§ 题目 A
请将下方文本部分中的一段原样重抄出来，从含有“String basename = getName();”的那处开始，抄到“Original name format.”之后为止。
§ 题目 B
请根据下方的文本部分回答以下问题。
(i) 按原始格式命名的恢复文件，其名称中只包含哪一种时间戳？
(ii) 常量 NO_TIME_AVAIL 被赋予的值是多少？
(iii) 当文件名不以 RECOVERY_FILE_PREFIX 开头时，parseOutTimes 方法会抛出哪一种异常？

§ 文本部分
队列文件命名包含了当前系统时间，用于比较文件创建的早晚

/**

   * 可用于比较时间的队列文件

   * A File that has some of the recovery logic.

   *  Original recovery files' names contained a single nanosecond timestamp,

   *  eg.  recovery.10220010065599398 .  These turned out to be flawed

   *  because nanosecond times can go "back in time" between JVM restarts.

   *  Updated recovery files' names contain a wall clock millis timestamp

   *  followed by an underscore followed by a nanotimestamp, eg.

   *  recovery.702522216012_10220010065599398 .

   */

  static class RecoveryFile extends File {

    final static long NO_TIME_AVAIL = -1;

    long milliTimestamp = NO_TIME_AVAIL;

    long nanoTimestamp;

    long parseTime(String s) throws IOException {

      try {

        return Long.parseLong(s);

      } catch(NumberFormatException e) {

        throw new LoggingIoException("Invalid recovery filename: "

            + getAbsolutePath());

      }

    }

    /**

     * 解析文件名称中包含的时间

     * @throws IOException

     */

    void parseOutTimes() throws IOException {

      try {

        String basename = getName();

        if (!basename.startsWith(RECOVERY_FILE_PREFIX)) {

          throw new LoggingIoException("Invalid recovery filename: "

              + getAbsolutePath());

        } else {

          String extension = basename.substring(RECOVERY_FILE_PREFIX.length());

          if (!extension.contains("_")) {  // Original name format.

            nanoTimestamp = parseTime(extension);

          } else {  // Updated name format.

            String timeParts[] = extension.split("_");

            if (2 != timeParts.length) {

              throw new LoggingIoException("Invalid recovery filename: "

§ 数据部分

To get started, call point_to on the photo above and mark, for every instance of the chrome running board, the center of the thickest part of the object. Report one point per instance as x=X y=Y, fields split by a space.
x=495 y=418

§ 参考答案 A
String basename = getName();

        if (!basename.startsWith(RECOVERY_FILE_PREFIX)) {

          throw new LoggingIoException("Invalid recovery filename: "

              + getAbsolutePath());

        } else {

          String extension = basename.substring(RECOVERY_FILE_PREFIX.length());

          if (!extension.contains("_")) {  // Original name format.

§ 参考答案 B
(i) 单个纳秒时间戳。
(ii) -1。
(iii) LoggingIoException。